Pointing entries for named objects:

■ ■ ■ ■ ■ ■ ■

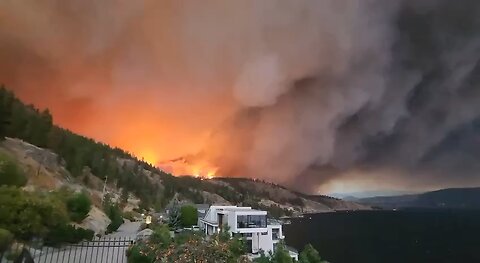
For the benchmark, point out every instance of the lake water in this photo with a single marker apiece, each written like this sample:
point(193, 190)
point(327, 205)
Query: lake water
point(390, 236)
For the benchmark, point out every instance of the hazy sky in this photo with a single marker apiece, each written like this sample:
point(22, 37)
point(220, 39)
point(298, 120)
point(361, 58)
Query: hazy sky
point(321, 95)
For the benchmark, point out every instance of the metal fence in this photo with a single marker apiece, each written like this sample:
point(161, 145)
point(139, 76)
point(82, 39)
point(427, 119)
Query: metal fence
point(103, 250)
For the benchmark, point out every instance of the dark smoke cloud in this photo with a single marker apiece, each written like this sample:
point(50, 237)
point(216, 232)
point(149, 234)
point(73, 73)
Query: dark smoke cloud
point(305, 93)
point(408, 109)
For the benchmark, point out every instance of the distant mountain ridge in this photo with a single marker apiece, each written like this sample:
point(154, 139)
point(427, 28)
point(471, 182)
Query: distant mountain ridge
point(54, 157)
point(451, 198)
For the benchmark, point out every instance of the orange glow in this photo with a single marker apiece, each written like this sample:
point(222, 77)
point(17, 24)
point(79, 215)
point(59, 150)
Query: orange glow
point(182, 166)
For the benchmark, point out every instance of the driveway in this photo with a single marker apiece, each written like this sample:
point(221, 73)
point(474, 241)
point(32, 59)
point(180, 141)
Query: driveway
point(108, 249)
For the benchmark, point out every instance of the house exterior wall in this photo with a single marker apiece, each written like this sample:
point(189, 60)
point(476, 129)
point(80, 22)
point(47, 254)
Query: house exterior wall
point(262, 238)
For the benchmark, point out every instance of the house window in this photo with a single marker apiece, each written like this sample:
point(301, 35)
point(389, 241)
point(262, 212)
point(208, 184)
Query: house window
point(251, 221)
point(275, 234)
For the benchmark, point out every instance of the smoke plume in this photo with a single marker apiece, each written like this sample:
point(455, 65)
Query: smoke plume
point(305, 93)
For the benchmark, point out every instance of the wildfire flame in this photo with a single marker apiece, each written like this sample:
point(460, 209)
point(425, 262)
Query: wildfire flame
point(186, 166)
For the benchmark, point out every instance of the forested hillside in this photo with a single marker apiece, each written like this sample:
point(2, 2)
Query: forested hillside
point(82, 156)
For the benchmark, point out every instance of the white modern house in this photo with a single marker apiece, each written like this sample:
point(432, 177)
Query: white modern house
point(247, 222)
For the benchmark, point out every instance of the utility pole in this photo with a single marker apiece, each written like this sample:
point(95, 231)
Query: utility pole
point(104, 189)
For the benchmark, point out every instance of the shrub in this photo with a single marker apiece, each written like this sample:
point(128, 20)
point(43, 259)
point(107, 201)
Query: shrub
point(115, 214)
point(6, 239)
point(130, 215)
point(135, 255)
point(10, 173)
point(29, 215)
point(78, 205)
point(161, 236)
point(188, 215)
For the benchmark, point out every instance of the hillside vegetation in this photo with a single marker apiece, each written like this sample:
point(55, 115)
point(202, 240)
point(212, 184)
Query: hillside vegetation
point(53, 157)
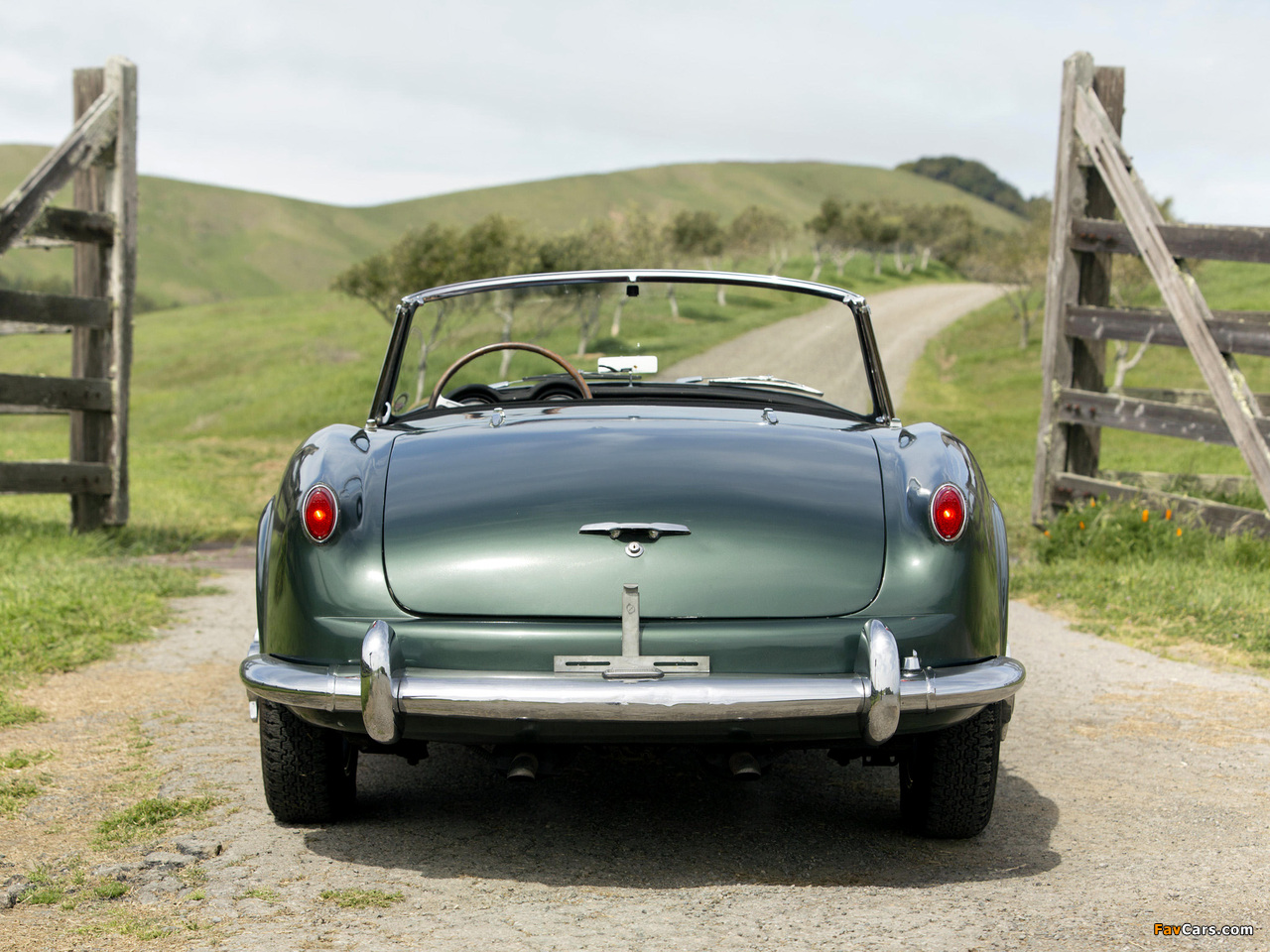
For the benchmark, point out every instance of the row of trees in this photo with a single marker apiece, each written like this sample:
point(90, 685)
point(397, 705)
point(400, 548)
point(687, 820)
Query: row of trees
point(911, 234)
point(495, 245)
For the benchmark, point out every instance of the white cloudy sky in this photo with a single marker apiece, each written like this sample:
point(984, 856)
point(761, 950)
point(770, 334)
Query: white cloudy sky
point(359, 103)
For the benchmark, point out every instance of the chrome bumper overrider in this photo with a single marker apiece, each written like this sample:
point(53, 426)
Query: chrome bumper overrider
point(386, 692)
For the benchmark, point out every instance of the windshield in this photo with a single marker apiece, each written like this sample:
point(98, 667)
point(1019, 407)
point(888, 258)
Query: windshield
point(666, 339)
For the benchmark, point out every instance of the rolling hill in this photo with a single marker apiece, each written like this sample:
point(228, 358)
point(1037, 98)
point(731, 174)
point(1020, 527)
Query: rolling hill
point(203, 243)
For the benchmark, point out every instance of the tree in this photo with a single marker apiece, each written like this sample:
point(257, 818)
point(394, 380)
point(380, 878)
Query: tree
point(642, 244)
point(494, 246)
point(697, 234)
point(876, 227)
point(592, 246)
point(948, 232)
point(828, 234)
point(761, 231)
point(422, 258)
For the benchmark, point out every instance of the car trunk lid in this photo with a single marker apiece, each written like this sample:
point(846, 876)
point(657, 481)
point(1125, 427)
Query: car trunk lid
point(783, 521)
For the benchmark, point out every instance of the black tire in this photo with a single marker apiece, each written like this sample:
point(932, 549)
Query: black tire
point(949, 780)
point(310, 774)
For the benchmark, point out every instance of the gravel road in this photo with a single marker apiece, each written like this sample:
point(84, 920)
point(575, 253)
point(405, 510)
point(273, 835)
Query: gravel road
point(810, 348)
point(1133, 791)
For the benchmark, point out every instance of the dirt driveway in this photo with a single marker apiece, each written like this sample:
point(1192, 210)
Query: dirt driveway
point(1133, 791)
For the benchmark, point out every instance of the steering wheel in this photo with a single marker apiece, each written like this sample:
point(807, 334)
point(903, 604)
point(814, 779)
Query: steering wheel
point(506, 345)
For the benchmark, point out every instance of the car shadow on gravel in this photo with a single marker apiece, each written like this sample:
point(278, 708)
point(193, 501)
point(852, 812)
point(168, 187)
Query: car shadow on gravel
point(642, 820)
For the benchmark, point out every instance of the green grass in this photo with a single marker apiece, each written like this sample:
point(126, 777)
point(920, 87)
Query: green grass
point(1118, 575)
point(149, 817)
point(362, 898)
point(199, 244)
point(70, 599)
point(223, 394)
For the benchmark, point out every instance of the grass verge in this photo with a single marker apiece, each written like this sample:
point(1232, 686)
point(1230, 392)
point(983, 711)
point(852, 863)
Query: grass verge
point(362, 898)
point(67, 599)
point(148, 817)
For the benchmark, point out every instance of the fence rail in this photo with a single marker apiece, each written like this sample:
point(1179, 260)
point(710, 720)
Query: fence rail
point(1093, 181)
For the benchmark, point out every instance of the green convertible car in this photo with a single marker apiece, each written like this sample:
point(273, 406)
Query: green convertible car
point(738, 563)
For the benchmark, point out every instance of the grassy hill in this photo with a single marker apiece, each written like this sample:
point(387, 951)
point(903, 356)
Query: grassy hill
point(200, 244)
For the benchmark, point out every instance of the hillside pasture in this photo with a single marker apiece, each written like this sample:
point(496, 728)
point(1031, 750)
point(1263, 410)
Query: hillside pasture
point(223, 393)
point(200, 244)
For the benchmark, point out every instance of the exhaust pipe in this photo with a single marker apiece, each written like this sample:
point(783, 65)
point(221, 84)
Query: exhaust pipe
point(744, 766)
point(525, 767)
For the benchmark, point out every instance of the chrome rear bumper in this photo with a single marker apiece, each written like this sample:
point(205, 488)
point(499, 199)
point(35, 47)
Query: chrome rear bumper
point(385, 692)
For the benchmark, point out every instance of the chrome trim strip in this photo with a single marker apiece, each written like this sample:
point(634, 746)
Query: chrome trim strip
point(613, 276)
point(584, 697)
point(653, 530)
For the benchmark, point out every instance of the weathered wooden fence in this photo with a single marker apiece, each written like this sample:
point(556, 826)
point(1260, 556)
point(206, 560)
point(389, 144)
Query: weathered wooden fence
point(100, 158)
point(1095, 178)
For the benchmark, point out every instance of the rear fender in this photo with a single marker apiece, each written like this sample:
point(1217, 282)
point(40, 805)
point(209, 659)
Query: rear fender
point(925, 575)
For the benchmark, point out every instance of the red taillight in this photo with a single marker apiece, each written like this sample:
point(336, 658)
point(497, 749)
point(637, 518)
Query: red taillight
point(948, 512)
point(318, 513)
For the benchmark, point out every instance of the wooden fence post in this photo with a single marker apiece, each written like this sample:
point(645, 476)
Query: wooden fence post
point(1095, 179)
point(99, 159)
point(121, 202)
point(90, 347)
point(1074, 278)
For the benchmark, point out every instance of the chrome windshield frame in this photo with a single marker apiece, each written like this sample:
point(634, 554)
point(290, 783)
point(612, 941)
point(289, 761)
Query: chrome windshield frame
point(381, 411)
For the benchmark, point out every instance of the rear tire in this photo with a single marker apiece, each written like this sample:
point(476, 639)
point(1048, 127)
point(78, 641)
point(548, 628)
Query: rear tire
point(949, 780)
point(310, 774)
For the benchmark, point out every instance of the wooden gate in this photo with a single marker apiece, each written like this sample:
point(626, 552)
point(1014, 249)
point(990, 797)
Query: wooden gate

■ ■ ■ ■ ■ ■ ■

SET TASK.
Format the part of the records above that opens with the line containing "For the benchmark, point out every instance of the rolling" and closes with the line containing "point(506, 345)", both included, as a numbered list. Leave out any blank lines.

IN RESPONSE.
1. For the benchmark, point out every instance of the rolling hill in this photo with a single marker apiece, each written like this sample:
2. point(228, 358)
3. point(1037, 98)
4. point(731, 174)
5. point(1020, 527)
6. Query: rolling hill
7. point(203, 243)
8. For the benchmark, point out every instance of the tree in this photo with a single marker apiece, each written like this sample:
9. point(257, 818)
10. point(394, 380)
11. point(380, 878)
12. Query: tree
13. point(642, 244)
14. point(494, 246)
15. point(697, 234)
16. point(876, 227)
17. point(592, 246)
18. point(948, 232)
19. point(828, 234)
20. point(761, 231)
21. point(422, 258)
22. For the benchmark, point out every instance of the car trunk lid in this photo with a single marker apiece, each written like this sample:
23. point(846, 876)
24. point(657, 481)
25. point(1125, 427)
26. Query: car trunk lid
27. point(783, 521)
28. For the benchmark, point out every instance of the black tire in this photo with a single marker apiece, each written like this sample:
29. point(932, 549)
30. Query: black tire
31. point(949, 780)
32. point(310, 774)
33. For the benchmark, point out every instance of the gravel road in this photo with a single marker apiece, each written like this sample:
34. point(84, 920)
35. point(575, 253)
36. point(405, 510)
37. point(273, 835)
38. Query: gravel road
39. point(810, 348)
40. point(1133, 791)
41. For the benchmark, point out every instance of the dirt driveway in this photo with a single marker apiece, each written like this sample:
42. point(1192, 210)
43. Query: dirt driveway
44. point(1133, 791)
45. For the benchmark, point out every instance of the steering wheel in this photo with a single marker apiece, each written like this sample:
46. point(807, 334)
47. point(903, 604)
48. point(814, 779)
49. Query: steering wheel
50. point(506, 345)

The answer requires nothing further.